Your task is to copy every line of this material exactly.

START

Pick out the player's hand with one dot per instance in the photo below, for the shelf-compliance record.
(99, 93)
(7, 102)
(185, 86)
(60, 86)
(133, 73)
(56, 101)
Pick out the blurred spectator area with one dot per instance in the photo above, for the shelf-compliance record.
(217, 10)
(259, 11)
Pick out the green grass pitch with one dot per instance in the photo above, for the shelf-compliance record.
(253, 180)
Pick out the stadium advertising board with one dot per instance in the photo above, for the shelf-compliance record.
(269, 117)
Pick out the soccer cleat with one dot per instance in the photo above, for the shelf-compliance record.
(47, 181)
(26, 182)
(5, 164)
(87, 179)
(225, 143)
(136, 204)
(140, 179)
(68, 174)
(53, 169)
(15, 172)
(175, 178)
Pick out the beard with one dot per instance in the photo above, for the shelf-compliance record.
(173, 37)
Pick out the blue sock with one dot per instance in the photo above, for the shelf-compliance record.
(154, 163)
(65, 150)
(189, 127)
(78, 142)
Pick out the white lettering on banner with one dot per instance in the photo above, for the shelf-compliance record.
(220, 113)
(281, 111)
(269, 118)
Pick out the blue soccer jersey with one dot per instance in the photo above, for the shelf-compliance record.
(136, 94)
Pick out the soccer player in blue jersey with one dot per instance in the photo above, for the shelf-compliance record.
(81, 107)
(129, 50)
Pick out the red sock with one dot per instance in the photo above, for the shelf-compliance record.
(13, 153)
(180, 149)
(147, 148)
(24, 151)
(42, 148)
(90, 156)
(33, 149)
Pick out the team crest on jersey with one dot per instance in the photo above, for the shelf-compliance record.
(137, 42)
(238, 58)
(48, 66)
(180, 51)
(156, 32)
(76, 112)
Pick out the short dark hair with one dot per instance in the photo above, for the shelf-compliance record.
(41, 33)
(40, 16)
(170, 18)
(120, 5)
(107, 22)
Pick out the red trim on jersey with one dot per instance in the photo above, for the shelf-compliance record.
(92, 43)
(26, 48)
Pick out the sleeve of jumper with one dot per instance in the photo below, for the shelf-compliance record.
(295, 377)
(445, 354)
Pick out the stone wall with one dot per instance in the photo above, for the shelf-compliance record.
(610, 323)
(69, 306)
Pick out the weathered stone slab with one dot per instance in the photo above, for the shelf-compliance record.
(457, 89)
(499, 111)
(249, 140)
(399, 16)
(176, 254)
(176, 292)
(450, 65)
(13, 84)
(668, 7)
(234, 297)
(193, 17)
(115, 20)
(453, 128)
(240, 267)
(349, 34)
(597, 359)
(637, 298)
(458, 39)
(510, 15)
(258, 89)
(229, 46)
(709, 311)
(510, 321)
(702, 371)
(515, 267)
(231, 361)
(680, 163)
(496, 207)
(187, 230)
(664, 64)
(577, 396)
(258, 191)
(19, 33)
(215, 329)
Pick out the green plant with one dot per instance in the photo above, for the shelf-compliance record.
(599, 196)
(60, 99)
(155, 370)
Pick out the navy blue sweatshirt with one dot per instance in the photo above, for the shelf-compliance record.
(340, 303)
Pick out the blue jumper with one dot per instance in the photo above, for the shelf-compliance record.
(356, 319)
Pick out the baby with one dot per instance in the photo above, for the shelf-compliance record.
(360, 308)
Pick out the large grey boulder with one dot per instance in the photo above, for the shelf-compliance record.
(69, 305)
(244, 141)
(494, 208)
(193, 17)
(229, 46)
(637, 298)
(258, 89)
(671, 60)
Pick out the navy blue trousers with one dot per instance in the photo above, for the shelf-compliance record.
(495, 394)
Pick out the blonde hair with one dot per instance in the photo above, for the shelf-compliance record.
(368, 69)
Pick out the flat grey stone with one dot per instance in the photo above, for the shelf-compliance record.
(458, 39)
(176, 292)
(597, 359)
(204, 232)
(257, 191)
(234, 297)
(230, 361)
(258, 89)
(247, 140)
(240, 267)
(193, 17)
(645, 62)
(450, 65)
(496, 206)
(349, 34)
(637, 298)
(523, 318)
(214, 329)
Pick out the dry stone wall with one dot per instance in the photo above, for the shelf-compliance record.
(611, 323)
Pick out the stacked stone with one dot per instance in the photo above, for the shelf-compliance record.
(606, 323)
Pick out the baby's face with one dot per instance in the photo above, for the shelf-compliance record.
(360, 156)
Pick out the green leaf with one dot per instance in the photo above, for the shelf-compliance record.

END

### Exercise response:
Pick out the player's hand with one dot per instance in the photo below, for the shelf-compliance record.
(99, 93)
(7, 102)
(185, 86)
(60, 86)
(133, 73)
(56, 101)
Pick out the blurred spectator area with one dot per instance in the photo above, for the shelf-compliance record.
(217, 10)
(259, 11)
Pick out the green grass pitch with one dot per instance in the photo above, for the shelf-compliance record.
(253, 180)
Pick out the stadium advertising board with one dot per instance in the photo above, for the shelf-compliance record.
(269, 117)
Pick out the soccer cleat with one dot per instance in the photo above, for the shelf-compliance record.
(47, 181)
(26, 182)
(5, 164)
(87, 179)
(225, 143)
(136, 204)
(140, 179)
(68, 174)
(53, 169)
(15, 172)
(175, 178)
Pick out the beard with one dot per instance in the photo above, for the shelf-compliance record.
(173, 37)
Pick out the blue sock with one dot per instance in the photo above, for the shelf-compliance record.
(154, 163)
(65, 150)
(189, 127)
(78, 142)
Pick out the white lettering on banner with one dot per instance in the photo above, for the shelf-compliance record.
(220, 113)
(281, 111)
(269, 118)
Pick out the blue soccer jersey with one dot per instance in the photo above, for the shelf-compliance record.
(136, 94)
Pick out the soccer player in blue jersey with one dot per instance in the photo above, for the shelf-compliance record.
(81, 107)
(129, 50)
Pick out the red sock with one dot per instance in the photo above, for the shelf-compliance record.
(13, 153)
(180, 149)
(147, 148)
(24, 151)
(42, 148)
(90, 156)
(33, 149)
Pick out the team crest on jersey with one dot per instance in the photo above, for the shelf-compliance record.
(137, 42)
(238, 58)
(48, 66)
(180, 51)
(156, 32)
(76, 112)
Pick out the short dark hair with one dot per instance in the photo above, for the shelf-compliance record.
(41, 33)
(40, 16)
(170, 18)
(120, 5)
(107, 22)
Pick out the red trim on jersey with one dot per instance in the photo above, for the shelf-compliance record.
(92, 43)
(26, 48)
Pick out the sleeve of jumper with one dot per instance in the photo below, for the shelf-compliance record.
(295, 377)
(445, 354)
Pick out the stone wall with one dot per instance in the photo above, for the shelf-compliance record.
(610, 323)
(69, 306)
Pick out the weathered stone slab with one dot per instance in the photo above, for the shelf-compliance record.
(457, 89)
(499, 111)
(249, 140)
(399, 16)
(176, 254)
(176, 292)
(450, 65)
(13, 84)
(668, 7)
(234, 297)
(193, 17)
(115, 20)
(453, 128)
(240, 267)
(349, 34)
(597, 359)
(637, 298)
(458, 39)
(510, 15)
(258, 89)
(229, 46)
(709, 311)
(510, 321)
(702, 371)
(515, 267)
(231, 361)
(680, 163)
(496, 207)
(187, 230)
(664, 64)
(577, 396)
(258, 191)
(19, 33)
(215, 329)
Pick out the green plant with one dot per instance in the photo above, for the shelf-compliance record.
(599, 196)
(60, 99)
(155, 370)
Pick out the navy blue sweatshirt with one dot per instance in the photo above, for the shelf-compliance record.
(340, 303)
Pick out the blue jumper with one dot per instance in the photo above, for the shelf-compliance record.
(356, 319)
Pick out the baby with one dot per instance in the photo above, for the shelf-compliance record.
(360, 308)
Pick out the large grey boulder with one dot per instance in the photo above, for the shelf-compliance record.
(69, 305)
(244, 141)
(494, 208)
(193, 17)
(229, 46)
(637, 298)
(258, 89)
(671, 60)
Pick out the navy blue trousers with one dot per instance in the photo above, for the shelf-compliance record.
(495, 394)
Pick out the blonde hair with one dot per instance in the photo above, for the shelf-compliance record.
(368, 69)
Pick out the flat grey stone with one dot per instance in the photo above, for the shelf-compliance record.
(458, 39)
(176, 292)
(597, 359)
(204, 232)
(257, 191)
(234, 297)
(230, 361)
(258, 89)
(247, 140)
(240, 267)
(193, 17)
(645, 62)
(450, 65)
(496, 206)
(349, 34)
(637, 298)
(523, 318)
(214, 329)
Pick out the dry stone wall with one dot per instance in the photo above, for the shelf-compliance record.
(611, 323)
Pick out the stacked stone with one dot per instance in the photo above, for the shelf-compliance record.
(606, 323)
Pick out the baby's face with one dot per instance in the photo above, for the shelf-compliance record.
(360, 156)
Pick out the green leaf with one dot per instance in the photo above, for the shelf-compliance record.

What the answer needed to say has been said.